── Trecho apresentado
Pink Floyd: The Wall (1982)

É atribuída a Sócrates a seguinte crítica aos jovens de seu tempo: "Os jovens de hoje gostam do luxo. São mal comportados, desprezam a autoridade. Não têm respeito pelos mais velhos, passam o tempo a falar em vez de trabalhar. Não se levantam quando um adulto chega. Contradizem os pais, apresentam-se em sociedade com enfeites estranhos. Apressam-se a ir para a mesa e comem os acepipes, cruzam as pernas e tiranizam os seus mestres".

Esta fala sempre nos soa como atual por um motivo simples: é uma tendência natural da juventude questionar e rebelar-se contra a ordem estabelecida. Jovens são rebeldes por natureza porque eles são motivados pela mudança, pela transformação. Em toda geração os mais velhos se queixam da rebeldia dos jovens e estes jovens, quando se tornarem velhos, vão igualmente se queixar das futuras gerações.

Todavia, estamos experimentando uma era singular em que os mais velhos demonstram mais disposição para a desobediência do que as novas gerações e parece que o motivo disso é a internet e as redes sociais, que, de uma maneira em parte espontânea e em parte projetada, têm moldado a mentalidade das crianças para o excesso de submissão.

Já é sabido que nas redes sociais a vida acontece na base do estímulo e recompensa em um nível bem mais intenso do que nas relações offline. A internet é como um caça níqueis que vai te recompensando a cada curtida, a cada seguidor, e as pessoas desenvolvem esse vício em serotonina que influencia o seu comportamento.
────
── Informações exibidas
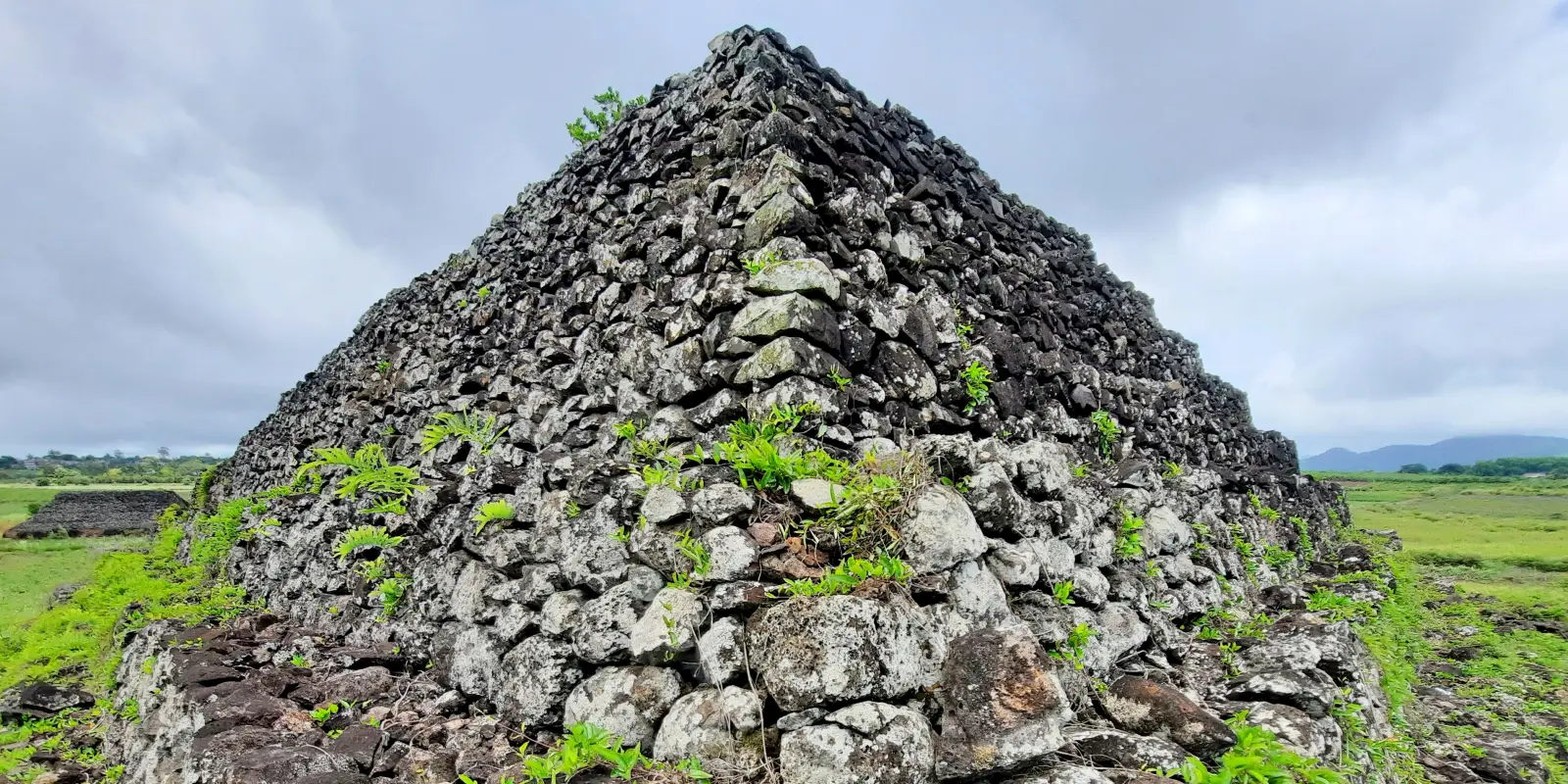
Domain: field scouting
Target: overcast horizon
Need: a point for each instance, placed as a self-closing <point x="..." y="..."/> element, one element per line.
<point x="1356" y="212"/>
────
#### Problema proposto 1
Diga se cada afirmação abaixo está de acordo com o trecho apresentado, respondendo sim ou não e citando as palavras do trecho que decidem a questão: (a) a crítica aos jovens citada no início é atribuída a Sócrates; (b) hoje os jovens demonstram mais disposição para a desobediência do que os mais velhos; (c) a internet é comparada a um caça-níqueis.
#### Problema proposto 2
De acordo com o trecho apresentado, o que os mais velhos fazem em toda geração?
#### Problema proposto 3
Explique, com base no trecho apresentado, por que a fala atribuída a Sócrates sempre soa atual.

#### Resposta escrita 1
(a) Sim: "É atribuída a Sócrates a seguinte crítica aos jovens de seu tempo".
(b) Não: "os mais velhos demonstram mais disposição para a desobediência do que as novas gerações".
(c) Sim: "A internet é como um caça níqueis".

#### Resposta escrita 2
Queixam-se da rebeldia dos jovens.

#### Resposta escrita 3
Porque é uma tendência natural da juventude questionar e rebelar-se contra a ordem estabelecida. Os jovens são rebeldes por natureza, já que são motivados pela mudança e pela transformação.